**Problem to solve**
Output these lines as a numbered list, leaving out the blank lines.

Stored items from a collection
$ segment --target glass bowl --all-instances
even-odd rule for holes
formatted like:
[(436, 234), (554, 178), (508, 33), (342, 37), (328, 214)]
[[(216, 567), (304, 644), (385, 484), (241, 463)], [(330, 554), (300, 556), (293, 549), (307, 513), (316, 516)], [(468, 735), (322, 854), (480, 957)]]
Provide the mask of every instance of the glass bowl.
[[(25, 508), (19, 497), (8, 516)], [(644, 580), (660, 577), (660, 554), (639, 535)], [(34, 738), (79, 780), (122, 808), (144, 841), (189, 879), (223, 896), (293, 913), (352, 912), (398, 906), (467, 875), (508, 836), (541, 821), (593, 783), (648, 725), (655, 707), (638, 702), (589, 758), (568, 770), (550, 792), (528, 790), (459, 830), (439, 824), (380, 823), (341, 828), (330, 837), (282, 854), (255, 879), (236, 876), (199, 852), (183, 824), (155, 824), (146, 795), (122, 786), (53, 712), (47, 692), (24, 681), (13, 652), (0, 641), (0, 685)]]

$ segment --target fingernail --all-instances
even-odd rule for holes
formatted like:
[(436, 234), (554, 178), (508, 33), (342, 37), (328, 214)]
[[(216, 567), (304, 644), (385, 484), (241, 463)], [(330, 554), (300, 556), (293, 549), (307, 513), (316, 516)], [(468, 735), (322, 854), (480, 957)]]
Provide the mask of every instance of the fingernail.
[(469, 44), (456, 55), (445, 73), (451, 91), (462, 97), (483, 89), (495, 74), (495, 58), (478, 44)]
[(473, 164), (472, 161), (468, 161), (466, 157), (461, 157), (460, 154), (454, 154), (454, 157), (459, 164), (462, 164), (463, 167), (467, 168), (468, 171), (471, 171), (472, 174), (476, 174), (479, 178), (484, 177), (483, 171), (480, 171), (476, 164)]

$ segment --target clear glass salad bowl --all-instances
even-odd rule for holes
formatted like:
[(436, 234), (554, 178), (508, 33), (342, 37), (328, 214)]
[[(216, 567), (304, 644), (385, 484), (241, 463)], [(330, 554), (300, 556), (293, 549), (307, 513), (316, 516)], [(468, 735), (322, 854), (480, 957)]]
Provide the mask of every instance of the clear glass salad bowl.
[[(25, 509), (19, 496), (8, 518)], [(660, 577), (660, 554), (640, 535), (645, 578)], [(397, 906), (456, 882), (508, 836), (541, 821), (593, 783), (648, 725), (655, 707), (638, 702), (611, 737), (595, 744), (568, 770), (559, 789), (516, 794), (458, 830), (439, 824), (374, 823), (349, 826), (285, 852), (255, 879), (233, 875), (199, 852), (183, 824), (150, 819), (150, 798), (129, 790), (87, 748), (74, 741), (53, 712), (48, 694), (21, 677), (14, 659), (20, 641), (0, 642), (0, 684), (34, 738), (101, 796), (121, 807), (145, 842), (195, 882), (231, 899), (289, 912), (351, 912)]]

**The response**
1. $ segment --target glass bowl --all-instances
2. even-odd rule for holes
3. formatted like:
4. [(436, 234), (554, 178), (508, 33), (342, 37), (328, 214)]
5. [[(216, 567), (304, 644), (385, 484), (241, 463)], [(330, 554), (300, 556), (293, 549), (307, 513), (316, 516)], [(468, 735), (322, 854), (480, 957)]]
6. Provide the mask of every instance of the glass bowl.
7. [[(25, 508), (19, 497), (8, 516)], [(644, 580), (660, 577), (660, 554), (639, 535)], [(34, 738), (79, 780), (122, 808), (144, 841), (189, 879), (223, 896), (293, 913), (352, 912), (398, 906), (467, 875), (508, 836), (541, 821), (593, 783), (648, 725), (655, 707), (638, 702), (589, 758), (568, 770), (550, 792), (528, 790), (459, 830), (439, 824), (380, 823), (341, 828), (330, 837), (282, 854), (255, 879), (236, 876), (199, 852), (183, 824), (155, 824), (146, 795), (122, 786), (53, 712), (47, 692), (24, 681), (13, 652), (0, 641), (0, 685)]]
8. $ segment --target fingernail --all-instances
9. even-odd rule for holes
10. formatted like:
11. [(436, 234), (554, 178), (508, 33), (342, 37), (328, 214)]
12. [[(216, 567), (304, 644), (385, 484), (241, 463)], [(330, 554), (300, 556), (293, 549), (307, 513), (316, 516)], [(468, 735), (322, 854), (480, 957)]]
13. Provide the mask of every instance of the fingernail.
14. [(469, 44), (456, 55), (445, 73), (451, 91), (462, 97), (483, 89), (495, 74), (495, 58), (478, 44)]
15. [(473, 164), (472, 161), (468, 161), (466, 157), (461, 157), (460, 154), (454, 154), (454, 157), (459, 164), (462, 164), (463, 167), (467, 168), (468, 171), (471, 171), (472, 174), (476, 174), (479, 178), (484, 177), (483, 171), (480, 171), (476, 164)]
16. $ segment --target clear glass salad bowl --all-instances
17. even-odd rule for holes
18. formatted like:
19. [(436, 234), (554, 178), (508, 33), (342, 37), (328, 214)]
20. [[(216, 567), (304, 644), (385, 484), (241, 463)], [(330, 554), (300, 556), (293, 549), (307, 513), (316, 516)], [(468, 735), (322, 854), (480, 957)]]
21. Provide the mask of every instance of the clear glass salad bowl.
22. [[(25, 509), (19, 496), (8, 518)], [(660, 577), (660, 554), (640, 535), (645, 578)], [(397, 906), (456, 882), (508, 836), (541, 821), (593, 783), (648, 725), (655, 707), (638, 702), (611, 737), (595, 744), (568, 770), (559, 789), (516, 794), (458, 830), (439, 824), (374, 823), (349, 826), (285, 852), (255, 879), (233, 875), (199, 852), (183, 824), (150, 819), (150, 798), (129, 790), (87, 748), (74, 741), (53, 712), (48, 694), (21, 677), (14, 659), (20, 641), (0, 642), (0, 684), (34, 738), (101, 796), (121, 807), (145, 842), (195, 882), (231, 899), (289, 912), (351, 912)]]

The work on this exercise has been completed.